- Dataset records:

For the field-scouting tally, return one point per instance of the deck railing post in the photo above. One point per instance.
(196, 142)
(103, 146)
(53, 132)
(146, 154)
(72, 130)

- Task prompt: Rewrite all of the material above, replacing "railing post" with "baluster" everywhere it occurs and leaving everything else the same.

- Finished task:
For the field-scouting tally, return one point per instance of the deck baluster in the photo above. One point per instance.
(196, 142)
(103, 146)
(53, 132)
(146, 154)
(72, 130)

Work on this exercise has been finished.